Please rewrite the records from the line with "of the globe" to the line with "[(475, 423)]" as a numbered list, both of those lines included and blank lines omitted.

(Stored data entries)

□ □ □ □

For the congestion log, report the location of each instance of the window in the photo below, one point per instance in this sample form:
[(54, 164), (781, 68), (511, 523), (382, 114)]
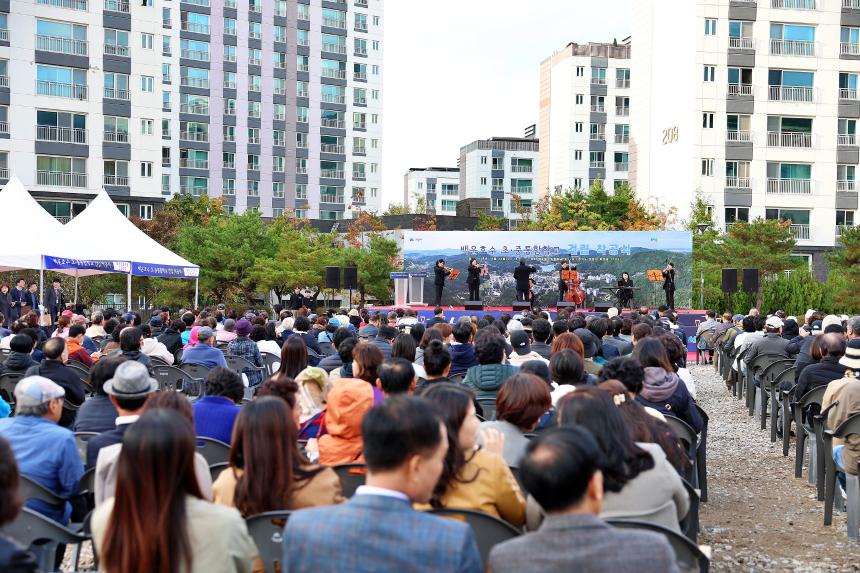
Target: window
[(710, 26)]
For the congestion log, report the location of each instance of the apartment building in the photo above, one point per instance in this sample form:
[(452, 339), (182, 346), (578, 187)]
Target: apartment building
[(755, 106), (502, 169), (584, 117), (438, 186), (272, 104)]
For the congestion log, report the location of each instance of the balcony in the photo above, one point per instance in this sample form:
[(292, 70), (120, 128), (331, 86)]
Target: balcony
[(60, 45), (741, 43), (739, 90), (61, 179), (58, 89), (803, 94), (61, 134), (114, 93), (112, 136), (789, 186), (792, 48), (116, 6), (789, 139), (194, 163), (738, 136)]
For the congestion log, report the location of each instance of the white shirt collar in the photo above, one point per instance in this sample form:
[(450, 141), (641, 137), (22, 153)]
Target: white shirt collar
[(385, 492)]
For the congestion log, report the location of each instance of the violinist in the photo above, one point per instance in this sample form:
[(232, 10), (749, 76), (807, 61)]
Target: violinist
[(625, 290), (441, 272), (474, 279)]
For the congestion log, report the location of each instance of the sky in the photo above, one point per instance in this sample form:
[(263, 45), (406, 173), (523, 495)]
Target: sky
[(460, 70)]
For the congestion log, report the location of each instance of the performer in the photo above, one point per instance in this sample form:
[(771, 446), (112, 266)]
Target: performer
[(625, 290), (669, 284), (441, 272), (474, 279), (521, 276)]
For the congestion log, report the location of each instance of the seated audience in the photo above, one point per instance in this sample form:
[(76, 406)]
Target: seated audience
[(562, 471)]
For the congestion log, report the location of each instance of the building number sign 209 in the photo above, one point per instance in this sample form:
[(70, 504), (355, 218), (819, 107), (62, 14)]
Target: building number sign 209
[(670, 135)]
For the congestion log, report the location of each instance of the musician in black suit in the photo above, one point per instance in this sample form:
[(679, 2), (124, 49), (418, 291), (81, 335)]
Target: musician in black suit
[(474, 280), (441, 273), (669, 284), (625, 290), (55, 302), (521, 276)]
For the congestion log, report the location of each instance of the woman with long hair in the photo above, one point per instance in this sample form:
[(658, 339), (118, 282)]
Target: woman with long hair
[(638, 482), (473, 477), (158, 520)]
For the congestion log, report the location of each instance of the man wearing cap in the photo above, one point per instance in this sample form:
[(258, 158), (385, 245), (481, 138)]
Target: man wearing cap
[(128, 390), (45, 452), (204, 353)]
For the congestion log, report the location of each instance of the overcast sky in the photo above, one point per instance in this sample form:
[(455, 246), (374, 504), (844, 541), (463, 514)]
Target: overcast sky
[(456, 71)]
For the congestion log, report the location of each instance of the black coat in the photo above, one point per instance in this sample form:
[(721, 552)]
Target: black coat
[(522, 274)]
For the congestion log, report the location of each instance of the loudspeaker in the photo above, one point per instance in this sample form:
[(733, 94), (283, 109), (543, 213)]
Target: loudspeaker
[(350, 278), (332, 277), (730, 280), (750, 280)]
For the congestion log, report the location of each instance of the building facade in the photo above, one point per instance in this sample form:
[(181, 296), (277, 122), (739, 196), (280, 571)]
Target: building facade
[(758, 112), (272, 104), (584, 117), (439, 187), (502, 169)]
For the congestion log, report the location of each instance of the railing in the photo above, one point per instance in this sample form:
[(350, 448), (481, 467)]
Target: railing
[(790, 93), (738, 183), (739, 89), (194, 163), (789, 186), (846, 185), (116, 50), (61, 179), (739, 136), (61, 134), (60, 45), (116, 6), (70, 4), (58, 89), (792, 48), (799, 232), (741, 43), (114, 93), (789, 139), (112, 136)]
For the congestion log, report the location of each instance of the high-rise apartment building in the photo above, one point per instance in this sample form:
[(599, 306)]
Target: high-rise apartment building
[(272, 104), (584, 117), (439, 187), (752, 104), (502, 169)]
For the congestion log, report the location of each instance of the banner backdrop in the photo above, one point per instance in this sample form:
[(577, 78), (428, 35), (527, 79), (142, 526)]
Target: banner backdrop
[(600, 256)]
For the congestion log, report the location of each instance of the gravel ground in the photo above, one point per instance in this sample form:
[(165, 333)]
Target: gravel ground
[(759, 517)]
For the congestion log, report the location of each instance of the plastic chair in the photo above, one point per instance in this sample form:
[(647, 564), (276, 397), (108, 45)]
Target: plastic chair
[(267, 530), (351, 476), (214, 451), (489, 530), (687, 554)]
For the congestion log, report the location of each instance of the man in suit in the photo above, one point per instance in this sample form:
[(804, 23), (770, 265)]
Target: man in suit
[(405, 443), (521, 276), (561, 471), (55, 302)]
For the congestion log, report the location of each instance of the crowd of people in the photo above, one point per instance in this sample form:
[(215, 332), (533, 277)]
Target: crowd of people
[(555, 425)]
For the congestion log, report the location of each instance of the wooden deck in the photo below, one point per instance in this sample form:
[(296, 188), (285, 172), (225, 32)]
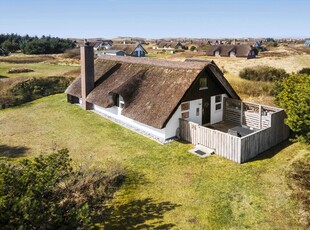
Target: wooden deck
[(266, 122), (222, 126)]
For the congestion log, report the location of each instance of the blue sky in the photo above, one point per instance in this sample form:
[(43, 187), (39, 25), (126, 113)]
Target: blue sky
[(156, 18)]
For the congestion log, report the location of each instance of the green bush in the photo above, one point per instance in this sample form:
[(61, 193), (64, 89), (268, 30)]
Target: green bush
[(47, 46), (293, 95), (32, 89), (304, 71), (263, 73), (47, 193)]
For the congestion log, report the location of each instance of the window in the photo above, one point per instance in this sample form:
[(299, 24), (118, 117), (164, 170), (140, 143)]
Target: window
[(203, 83), (185, 115), (120, 102), (185, 106), (185, 110), (218, 98)]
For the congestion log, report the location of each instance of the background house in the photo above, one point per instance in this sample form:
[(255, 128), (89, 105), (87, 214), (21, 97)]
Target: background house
[(131, 50), (164, 99), (247, 51), (169, 45), (151, 95)]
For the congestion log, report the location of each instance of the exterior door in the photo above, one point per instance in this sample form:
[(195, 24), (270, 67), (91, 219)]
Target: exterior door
[(216, 108), (192, 111), (195, 114)]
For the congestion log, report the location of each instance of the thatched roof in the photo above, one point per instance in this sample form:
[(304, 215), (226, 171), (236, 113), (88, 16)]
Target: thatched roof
[(128, 49), (151, 88), (172, 45)]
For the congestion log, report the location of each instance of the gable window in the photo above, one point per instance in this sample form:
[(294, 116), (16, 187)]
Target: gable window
[(185, 115), (185, 110), (218, 102), (203, 83), (185, 106), (120, 101)]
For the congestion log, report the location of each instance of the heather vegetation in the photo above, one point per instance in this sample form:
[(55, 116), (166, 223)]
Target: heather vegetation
[(31, 89), (49, 193), (34, 45), (263, 73)]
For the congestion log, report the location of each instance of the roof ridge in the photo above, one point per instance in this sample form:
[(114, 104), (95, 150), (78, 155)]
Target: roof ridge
[(157, 62)]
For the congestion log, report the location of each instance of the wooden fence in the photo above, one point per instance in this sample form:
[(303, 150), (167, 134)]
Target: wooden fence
[(225, 145), (238, 149)]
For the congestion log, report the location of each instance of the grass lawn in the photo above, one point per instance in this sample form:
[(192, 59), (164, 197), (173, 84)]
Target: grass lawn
[(166, 187)]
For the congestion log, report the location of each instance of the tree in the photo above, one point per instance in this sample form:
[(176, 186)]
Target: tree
[(47, 193), (293, 94)]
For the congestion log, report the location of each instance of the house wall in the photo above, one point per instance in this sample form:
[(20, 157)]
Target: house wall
[(173, 124), (113, 114), (171, 130), (213, 88), (232, 54)]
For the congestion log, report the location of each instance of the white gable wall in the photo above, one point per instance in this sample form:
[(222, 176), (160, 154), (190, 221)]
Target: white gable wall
[(161, 135)]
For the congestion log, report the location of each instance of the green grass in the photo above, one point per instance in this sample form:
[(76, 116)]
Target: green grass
[(40, 70), (166, 185)]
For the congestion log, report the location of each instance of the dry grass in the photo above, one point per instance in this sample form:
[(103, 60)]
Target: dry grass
[(166, 186)]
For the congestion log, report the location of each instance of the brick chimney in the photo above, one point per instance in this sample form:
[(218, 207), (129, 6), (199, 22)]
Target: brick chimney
[(87, 73)]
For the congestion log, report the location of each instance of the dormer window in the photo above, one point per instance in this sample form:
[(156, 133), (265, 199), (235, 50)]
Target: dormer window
[(203, 83)]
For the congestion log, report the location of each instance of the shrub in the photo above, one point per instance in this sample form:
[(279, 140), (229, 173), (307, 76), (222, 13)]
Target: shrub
[(304, 71), (32, 89), (47, 45), (299, 176), (72, 53), (293, 95), (47, 193), (20, 70), (263, 73)]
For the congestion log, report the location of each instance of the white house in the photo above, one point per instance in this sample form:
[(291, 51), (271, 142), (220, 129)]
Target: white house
[(148, 95)]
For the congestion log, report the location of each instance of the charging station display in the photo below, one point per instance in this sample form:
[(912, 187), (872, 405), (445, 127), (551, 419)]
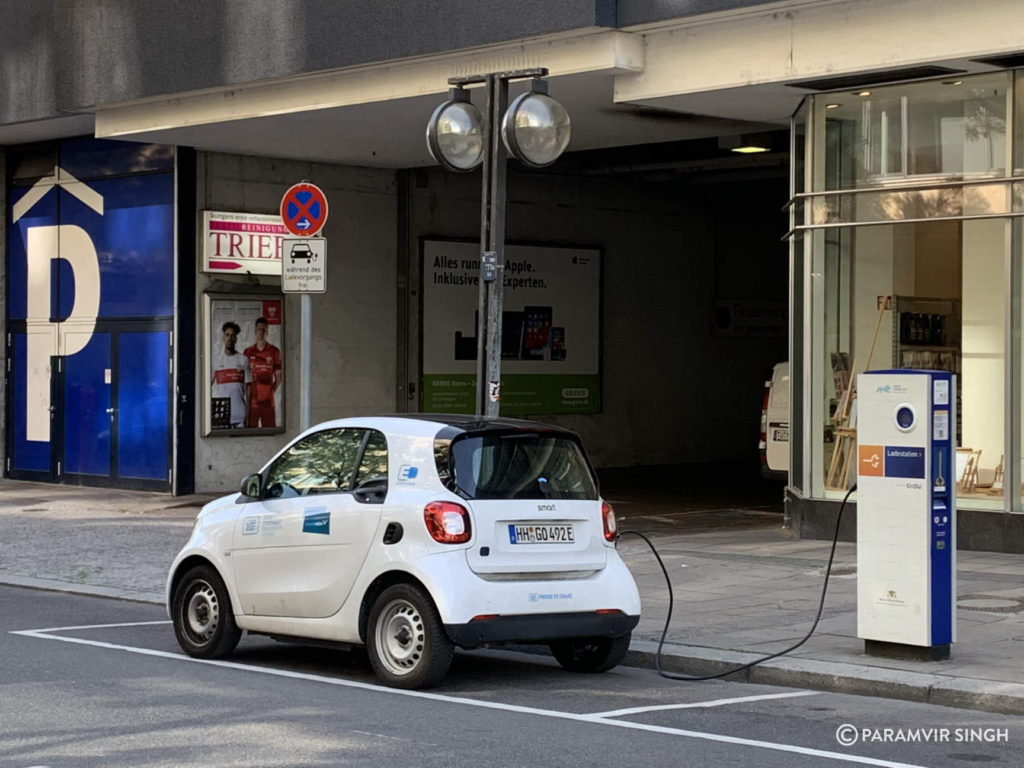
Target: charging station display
[(906, 525)]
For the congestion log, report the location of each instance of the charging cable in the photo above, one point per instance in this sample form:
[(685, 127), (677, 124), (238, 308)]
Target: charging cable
[(668, 620)]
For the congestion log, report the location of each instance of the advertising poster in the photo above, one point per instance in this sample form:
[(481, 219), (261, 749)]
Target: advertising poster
[(244, 371), (242, 243), (550, 329)]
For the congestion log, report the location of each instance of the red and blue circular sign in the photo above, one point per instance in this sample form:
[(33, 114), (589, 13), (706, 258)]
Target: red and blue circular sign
[(303, 209)]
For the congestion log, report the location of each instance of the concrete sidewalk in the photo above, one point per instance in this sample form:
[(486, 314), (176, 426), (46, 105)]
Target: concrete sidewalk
[(740, 592)]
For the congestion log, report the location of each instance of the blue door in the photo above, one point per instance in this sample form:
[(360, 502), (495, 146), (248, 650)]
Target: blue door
[(90, 264)]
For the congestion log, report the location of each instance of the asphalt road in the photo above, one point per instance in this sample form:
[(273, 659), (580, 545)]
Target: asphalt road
[(94, 682)]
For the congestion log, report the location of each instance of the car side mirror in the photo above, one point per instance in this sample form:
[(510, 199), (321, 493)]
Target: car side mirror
[(252, 485)]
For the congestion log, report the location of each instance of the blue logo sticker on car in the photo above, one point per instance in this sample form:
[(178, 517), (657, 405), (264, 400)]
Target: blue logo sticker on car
[(317, 520)]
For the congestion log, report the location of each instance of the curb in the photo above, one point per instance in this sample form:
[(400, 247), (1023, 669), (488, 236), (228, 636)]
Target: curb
[(86, 590), (837, 677)]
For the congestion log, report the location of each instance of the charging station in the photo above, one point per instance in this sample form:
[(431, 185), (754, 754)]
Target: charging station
[(906, 513)]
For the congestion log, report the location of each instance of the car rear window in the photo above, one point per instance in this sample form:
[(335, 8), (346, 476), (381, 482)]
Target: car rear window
[(518, 465)]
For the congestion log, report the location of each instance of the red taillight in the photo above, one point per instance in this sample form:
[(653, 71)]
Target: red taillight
[(448, 522), (608, 521)]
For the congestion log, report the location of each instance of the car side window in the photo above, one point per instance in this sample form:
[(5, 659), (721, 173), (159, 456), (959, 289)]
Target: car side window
[(371, 480), (322, 463)]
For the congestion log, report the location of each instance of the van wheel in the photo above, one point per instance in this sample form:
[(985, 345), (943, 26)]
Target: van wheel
[(201, 609), (408, 645), (591, 653)]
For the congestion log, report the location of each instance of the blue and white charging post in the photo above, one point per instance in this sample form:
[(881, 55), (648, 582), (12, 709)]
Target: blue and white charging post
[(906, 513)]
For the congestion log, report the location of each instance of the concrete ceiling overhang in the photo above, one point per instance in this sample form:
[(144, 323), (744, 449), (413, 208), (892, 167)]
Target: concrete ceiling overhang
[(698, 77), (748, 66), (377, 116)]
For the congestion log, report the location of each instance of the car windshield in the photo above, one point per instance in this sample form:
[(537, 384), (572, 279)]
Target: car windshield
[(520, 465)]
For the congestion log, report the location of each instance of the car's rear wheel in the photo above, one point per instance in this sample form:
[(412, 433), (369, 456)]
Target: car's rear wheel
[(201, 609), (591, 653), (407, 642)]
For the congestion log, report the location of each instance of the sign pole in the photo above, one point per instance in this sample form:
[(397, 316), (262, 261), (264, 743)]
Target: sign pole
[(303, 211), (305, 361)]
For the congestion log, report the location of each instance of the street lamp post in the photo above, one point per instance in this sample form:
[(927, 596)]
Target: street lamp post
[(536, 130)]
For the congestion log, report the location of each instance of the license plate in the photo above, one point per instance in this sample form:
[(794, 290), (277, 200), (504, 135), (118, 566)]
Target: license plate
[(547, 534)]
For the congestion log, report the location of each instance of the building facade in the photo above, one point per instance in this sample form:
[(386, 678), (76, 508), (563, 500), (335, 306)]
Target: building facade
[(147, 146)]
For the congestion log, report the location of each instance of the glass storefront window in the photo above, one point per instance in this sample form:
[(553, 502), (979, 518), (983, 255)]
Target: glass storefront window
[(906, 225), (905, 133), (914, 296)]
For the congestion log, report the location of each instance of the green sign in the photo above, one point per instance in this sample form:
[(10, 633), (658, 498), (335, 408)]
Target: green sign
[(550, 329)]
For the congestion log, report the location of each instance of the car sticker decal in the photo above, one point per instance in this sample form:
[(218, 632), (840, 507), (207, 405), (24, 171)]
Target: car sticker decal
[(317, 520)]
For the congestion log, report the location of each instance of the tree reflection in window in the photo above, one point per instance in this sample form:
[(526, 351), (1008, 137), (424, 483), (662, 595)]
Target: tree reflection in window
[(322, 463), (374, 464)]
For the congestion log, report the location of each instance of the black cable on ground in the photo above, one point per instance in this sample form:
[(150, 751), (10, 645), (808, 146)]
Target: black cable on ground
[(668, 620)]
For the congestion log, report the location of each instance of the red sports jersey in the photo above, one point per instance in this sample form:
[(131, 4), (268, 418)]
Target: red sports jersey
[(263, 364)]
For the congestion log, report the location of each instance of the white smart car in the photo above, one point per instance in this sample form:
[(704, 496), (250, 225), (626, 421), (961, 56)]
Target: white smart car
[(412, 536)]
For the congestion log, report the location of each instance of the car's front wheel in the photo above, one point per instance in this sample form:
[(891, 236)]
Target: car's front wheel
[(201, 610), (407, 642), (591, 653)]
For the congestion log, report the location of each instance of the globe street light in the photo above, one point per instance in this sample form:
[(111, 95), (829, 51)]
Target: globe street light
[(455, 133), (535, 130)]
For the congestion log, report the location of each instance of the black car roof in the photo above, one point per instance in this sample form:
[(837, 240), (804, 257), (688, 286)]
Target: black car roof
[(475, 423)]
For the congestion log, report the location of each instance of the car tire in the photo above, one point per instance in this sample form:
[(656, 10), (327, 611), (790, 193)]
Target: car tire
[(406, 640), (591, 653), (201, 610)]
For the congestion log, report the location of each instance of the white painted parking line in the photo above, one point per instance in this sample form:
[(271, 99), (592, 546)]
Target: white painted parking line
[(701, 705), (554, 714), (96, 627)]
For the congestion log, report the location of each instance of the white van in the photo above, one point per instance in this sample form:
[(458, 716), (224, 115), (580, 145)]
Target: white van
[(774, 443)]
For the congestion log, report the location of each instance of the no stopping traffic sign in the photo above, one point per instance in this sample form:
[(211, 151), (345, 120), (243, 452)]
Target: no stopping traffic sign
[(303, 209)]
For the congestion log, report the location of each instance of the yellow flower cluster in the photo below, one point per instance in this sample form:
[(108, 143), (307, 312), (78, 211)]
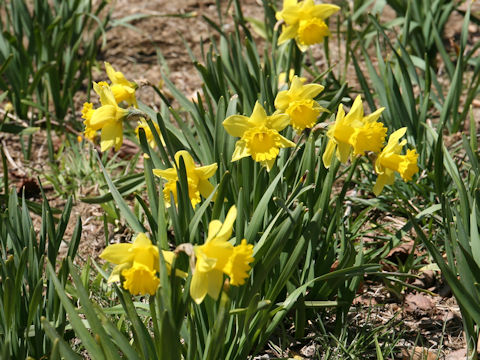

□ □ □ □

= WRITTEN SOLUTION =
1. For the congestion log, report the location of each instance of the globe street light in the photo above, one point per instance in this sample form:
2. [(111, 95), (829, 51)]
3. Target: globe street light
4. [(455, 133), (535, 130)]
5. For the congestion log, report the location of each instance of the black car roof in the photo above, one point per instance in this sample form:
6. [(837, 240), (804, 257), (688, 286)]
7. Target: black car roof
8. [(475, 423)]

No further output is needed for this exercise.